Entries from a dataset
* begin *

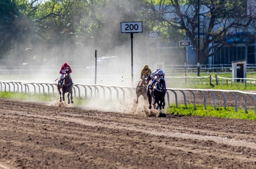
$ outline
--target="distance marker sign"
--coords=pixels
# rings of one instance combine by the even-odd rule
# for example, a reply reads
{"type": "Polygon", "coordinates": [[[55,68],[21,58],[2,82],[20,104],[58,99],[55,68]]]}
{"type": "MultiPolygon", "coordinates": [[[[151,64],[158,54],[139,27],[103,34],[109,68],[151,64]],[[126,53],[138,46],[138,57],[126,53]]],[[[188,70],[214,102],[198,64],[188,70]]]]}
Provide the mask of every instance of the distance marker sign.
{"type": "Polygon", "coordinates": [[[116,46],[116,51],[124,51],[124,47],[116,46]]]}
{"type": "Polygon", "coordinates": [[[180,47],[190,46],[190,41],[180,41],[180,47]]]}
{"type": "Polygon", "coordinates": [[[160,39],[161,36],[161,33],[159,31],[147,32],[147,37],[148,39],[160,39]]]}
{"type": "Polygon", "coordinates": [[[142,32],[142,22],[121,22],[121,33],[142,32]]]}

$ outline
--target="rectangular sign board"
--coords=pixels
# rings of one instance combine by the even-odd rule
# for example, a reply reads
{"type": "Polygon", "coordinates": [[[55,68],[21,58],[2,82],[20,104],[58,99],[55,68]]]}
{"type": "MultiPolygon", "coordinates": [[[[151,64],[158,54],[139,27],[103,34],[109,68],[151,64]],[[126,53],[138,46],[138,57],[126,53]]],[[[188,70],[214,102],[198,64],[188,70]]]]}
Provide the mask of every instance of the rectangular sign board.
{"type": "Polygon", "coordinates": [[[190,41],[180,41],[180,47],[190,46],[190,41]]]}
{"type": "Polygon", "coordinates": [[[157,31],[150,31],[147,32],[147,37],[148,39],[160,39],[161,33],[157,31]]]}
{"type": "Polygon", "coordinates": [[[116,51],[124,51],[124,47],[116,46],[116,51]]]}
{"type": "Polygon", "coordinates": [[[142,32],[142,22],[121,22],[121,33],[142,32]]]}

* end *

Task to complete
Rewrite the stretch from the start of the material through the line containing "Provide the mask of every instance of the distance", swapping "distance marker sign" for "milestone marker" and keeping everything else the same. Return only those lines, without the pictures.

Answer below
$ outline
--target="milestone marker"
--coords=pixels
# rings of one instance combine by the even-odd rule
# for example, a reply reads
{"type": "Polygon", "coordinates": [[[55,68],[21,58],[2,82],[20,104],[58,99],[55,68]]]}
{"type": "MultiPolygon", "coordinates": [[[[151,64],[158,54],[139,27],[103,34],[109,68],[151,64]],[[126,53],[138,46],[138,57],[126,53]]],[[[188,70],[214,102],[198,64],[188,70]]]]}
Provide the mask of every instance of the milestone marker.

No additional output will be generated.